▸ **Exercise goal**
Filter the entries that follow, copying every line in which the word "below" appears.

▸ **Information provided**

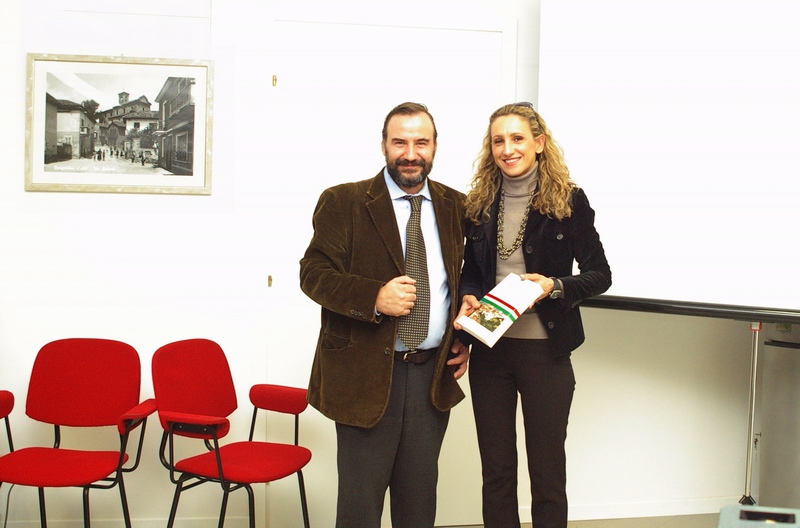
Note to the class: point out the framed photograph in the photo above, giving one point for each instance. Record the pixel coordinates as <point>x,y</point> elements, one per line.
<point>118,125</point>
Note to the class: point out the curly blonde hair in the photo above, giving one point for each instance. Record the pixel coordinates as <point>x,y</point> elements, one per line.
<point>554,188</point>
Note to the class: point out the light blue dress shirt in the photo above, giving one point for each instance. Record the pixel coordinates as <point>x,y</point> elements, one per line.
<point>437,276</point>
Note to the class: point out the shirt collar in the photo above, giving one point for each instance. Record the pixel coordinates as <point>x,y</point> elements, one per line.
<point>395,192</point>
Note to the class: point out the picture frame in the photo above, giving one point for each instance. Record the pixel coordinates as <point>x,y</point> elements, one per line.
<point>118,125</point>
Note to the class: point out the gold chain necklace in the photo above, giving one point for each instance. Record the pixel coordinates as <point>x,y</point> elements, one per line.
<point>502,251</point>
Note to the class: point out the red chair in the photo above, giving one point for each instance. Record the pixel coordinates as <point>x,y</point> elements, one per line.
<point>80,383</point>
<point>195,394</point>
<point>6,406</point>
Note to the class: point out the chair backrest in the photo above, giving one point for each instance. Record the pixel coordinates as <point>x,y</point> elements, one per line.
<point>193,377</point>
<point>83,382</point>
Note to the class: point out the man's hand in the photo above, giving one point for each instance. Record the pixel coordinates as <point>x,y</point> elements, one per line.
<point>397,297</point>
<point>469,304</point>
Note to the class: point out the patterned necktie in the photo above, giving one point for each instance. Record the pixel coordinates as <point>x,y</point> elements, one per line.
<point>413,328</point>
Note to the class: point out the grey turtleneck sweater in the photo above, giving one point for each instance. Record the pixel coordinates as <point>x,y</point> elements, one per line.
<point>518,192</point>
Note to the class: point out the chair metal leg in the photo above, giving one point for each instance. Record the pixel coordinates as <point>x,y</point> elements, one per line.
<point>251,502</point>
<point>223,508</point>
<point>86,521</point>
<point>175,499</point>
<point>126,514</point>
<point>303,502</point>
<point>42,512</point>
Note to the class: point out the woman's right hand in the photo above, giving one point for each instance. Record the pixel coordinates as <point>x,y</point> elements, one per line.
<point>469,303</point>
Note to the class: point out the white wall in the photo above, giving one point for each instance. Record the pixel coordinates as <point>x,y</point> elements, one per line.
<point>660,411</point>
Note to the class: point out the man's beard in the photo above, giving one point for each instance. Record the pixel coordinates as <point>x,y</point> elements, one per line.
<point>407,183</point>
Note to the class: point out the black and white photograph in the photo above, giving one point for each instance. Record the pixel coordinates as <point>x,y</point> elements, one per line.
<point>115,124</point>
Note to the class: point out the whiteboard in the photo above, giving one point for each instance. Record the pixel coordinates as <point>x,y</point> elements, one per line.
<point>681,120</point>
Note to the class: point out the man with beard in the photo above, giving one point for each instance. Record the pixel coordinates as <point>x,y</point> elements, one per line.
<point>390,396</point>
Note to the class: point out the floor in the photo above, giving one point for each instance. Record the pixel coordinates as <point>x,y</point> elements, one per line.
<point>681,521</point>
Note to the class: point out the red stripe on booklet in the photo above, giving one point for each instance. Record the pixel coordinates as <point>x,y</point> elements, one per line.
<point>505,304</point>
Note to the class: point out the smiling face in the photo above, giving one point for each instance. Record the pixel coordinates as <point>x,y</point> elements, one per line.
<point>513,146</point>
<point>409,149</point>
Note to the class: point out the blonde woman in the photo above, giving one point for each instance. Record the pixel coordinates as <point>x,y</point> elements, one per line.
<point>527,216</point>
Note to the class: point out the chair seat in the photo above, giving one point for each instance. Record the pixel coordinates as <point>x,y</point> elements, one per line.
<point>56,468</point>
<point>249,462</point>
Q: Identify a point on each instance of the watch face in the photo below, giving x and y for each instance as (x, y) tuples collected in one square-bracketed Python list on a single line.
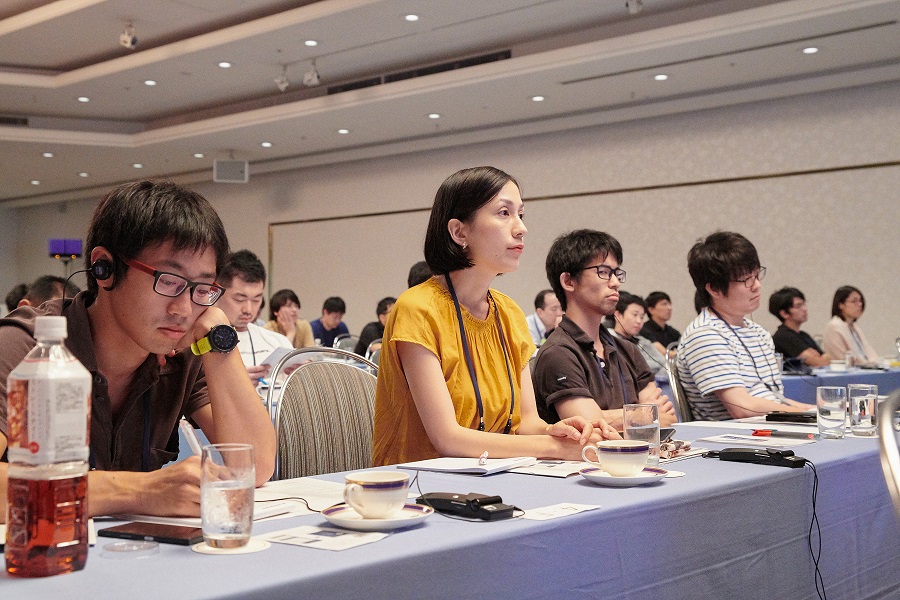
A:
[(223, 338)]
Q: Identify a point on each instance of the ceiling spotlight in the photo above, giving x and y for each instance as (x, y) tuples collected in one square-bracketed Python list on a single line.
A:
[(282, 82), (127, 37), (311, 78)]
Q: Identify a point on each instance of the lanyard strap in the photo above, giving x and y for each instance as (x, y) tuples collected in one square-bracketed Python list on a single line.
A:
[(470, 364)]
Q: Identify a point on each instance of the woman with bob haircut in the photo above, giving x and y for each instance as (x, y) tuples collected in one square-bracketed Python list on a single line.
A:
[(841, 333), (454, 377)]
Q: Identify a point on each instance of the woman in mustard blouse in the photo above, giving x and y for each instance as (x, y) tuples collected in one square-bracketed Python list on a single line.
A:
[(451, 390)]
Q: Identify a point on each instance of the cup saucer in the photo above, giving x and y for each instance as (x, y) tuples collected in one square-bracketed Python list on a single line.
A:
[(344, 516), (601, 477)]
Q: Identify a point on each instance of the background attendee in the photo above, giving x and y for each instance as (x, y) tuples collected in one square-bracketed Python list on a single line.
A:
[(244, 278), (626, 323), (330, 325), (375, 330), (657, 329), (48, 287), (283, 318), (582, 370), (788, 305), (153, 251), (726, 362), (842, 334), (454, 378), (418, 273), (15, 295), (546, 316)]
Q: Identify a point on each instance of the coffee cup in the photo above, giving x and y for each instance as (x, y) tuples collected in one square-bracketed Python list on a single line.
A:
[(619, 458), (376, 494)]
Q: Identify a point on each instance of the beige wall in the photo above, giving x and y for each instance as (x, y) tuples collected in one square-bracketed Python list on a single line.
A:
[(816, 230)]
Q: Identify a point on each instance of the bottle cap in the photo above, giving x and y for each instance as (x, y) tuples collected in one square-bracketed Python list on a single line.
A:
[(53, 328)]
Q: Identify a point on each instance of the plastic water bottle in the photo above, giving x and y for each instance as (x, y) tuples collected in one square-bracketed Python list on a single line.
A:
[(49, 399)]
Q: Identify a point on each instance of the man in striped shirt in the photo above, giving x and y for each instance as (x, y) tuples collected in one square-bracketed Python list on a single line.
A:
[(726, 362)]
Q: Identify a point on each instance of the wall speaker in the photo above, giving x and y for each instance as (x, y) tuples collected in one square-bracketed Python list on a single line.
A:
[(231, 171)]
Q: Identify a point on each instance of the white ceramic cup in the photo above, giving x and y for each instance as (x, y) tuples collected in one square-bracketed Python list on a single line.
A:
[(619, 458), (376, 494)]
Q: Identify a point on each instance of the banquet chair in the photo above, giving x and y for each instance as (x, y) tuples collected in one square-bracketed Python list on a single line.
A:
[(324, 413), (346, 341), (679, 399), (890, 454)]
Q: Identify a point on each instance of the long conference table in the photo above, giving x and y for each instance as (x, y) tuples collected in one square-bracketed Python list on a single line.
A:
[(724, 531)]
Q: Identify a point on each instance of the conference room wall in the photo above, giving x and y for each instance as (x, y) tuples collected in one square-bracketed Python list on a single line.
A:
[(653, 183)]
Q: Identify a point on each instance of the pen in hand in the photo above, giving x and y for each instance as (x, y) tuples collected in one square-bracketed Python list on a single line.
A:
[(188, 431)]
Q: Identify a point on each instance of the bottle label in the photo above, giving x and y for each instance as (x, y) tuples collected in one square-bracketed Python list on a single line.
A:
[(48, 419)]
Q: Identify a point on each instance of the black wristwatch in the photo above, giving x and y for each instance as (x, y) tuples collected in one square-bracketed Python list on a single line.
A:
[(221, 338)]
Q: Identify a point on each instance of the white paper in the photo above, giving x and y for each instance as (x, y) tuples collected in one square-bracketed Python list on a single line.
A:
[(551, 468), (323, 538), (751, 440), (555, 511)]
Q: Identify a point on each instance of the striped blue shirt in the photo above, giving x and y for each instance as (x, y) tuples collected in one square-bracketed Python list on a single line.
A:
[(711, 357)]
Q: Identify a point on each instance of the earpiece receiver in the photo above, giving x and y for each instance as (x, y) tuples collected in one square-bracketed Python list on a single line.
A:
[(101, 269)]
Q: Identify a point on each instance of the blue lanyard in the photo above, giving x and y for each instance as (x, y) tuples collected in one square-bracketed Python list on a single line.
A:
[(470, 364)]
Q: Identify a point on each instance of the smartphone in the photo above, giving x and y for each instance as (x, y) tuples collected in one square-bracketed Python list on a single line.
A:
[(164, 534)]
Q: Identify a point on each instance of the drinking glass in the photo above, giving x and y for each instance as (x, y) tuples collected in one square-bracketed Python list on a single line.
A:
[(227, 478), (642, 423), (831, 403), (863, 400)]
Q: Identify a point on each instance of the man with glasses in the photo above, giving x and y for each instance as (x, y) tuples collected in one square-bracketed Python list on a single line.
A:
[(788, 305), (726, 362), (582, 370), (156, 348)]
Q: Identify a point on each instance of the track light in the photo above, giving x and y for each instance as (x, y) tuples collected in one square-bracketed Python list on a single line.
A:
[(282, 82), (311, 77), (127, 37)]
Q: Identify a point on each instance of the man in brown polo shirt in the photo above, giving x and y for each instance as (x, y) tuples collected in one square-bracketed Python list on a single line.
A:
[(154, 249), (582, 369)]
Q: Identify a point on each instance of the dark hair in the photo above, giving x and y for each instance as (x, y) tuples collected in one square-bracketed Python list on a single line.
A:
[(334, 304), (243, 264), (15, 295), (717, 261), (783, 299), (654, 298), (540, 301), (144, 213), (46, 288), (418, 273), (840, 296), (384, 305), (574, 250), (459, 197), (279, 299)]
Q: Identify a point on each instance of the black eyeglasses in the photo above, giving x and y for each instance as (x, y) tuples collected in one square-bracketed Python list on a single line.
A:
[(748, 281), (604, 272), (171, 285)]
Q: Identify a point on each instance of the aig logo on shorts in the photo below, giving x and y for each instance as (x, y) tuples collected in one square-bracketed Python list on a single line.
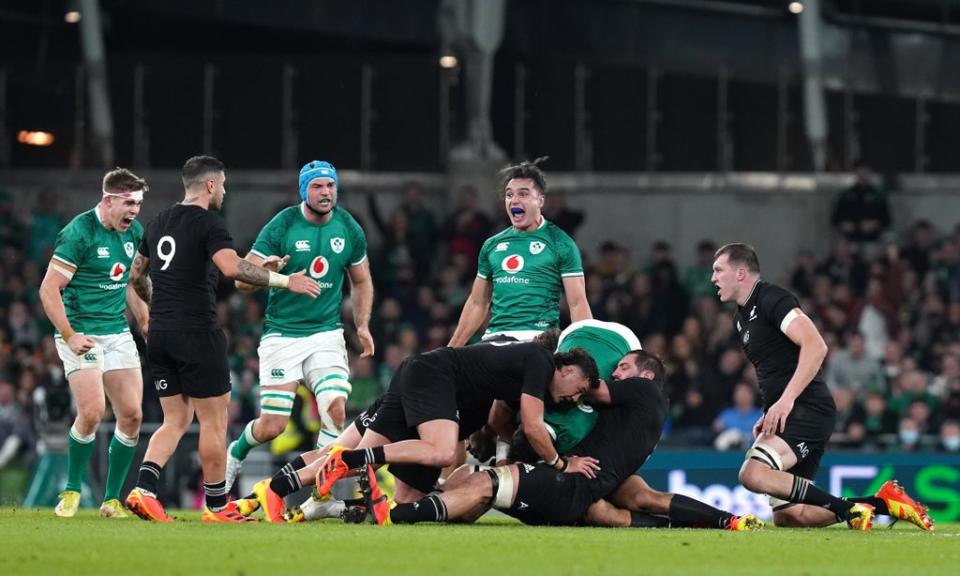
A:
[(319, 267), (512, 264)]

▸ **Response to the task**
Q: Identify a point on each instance of the watch face in the photo below, giving x and y for each instance as (x, y) tuples collected in one square-bracketed Python list on a single line.
Q: Identify a point on each instance of the aig logo on shorts in the photo below, giving x and y for each instance as (x, y) tuples collected in one square-bracketed Python list on a single line.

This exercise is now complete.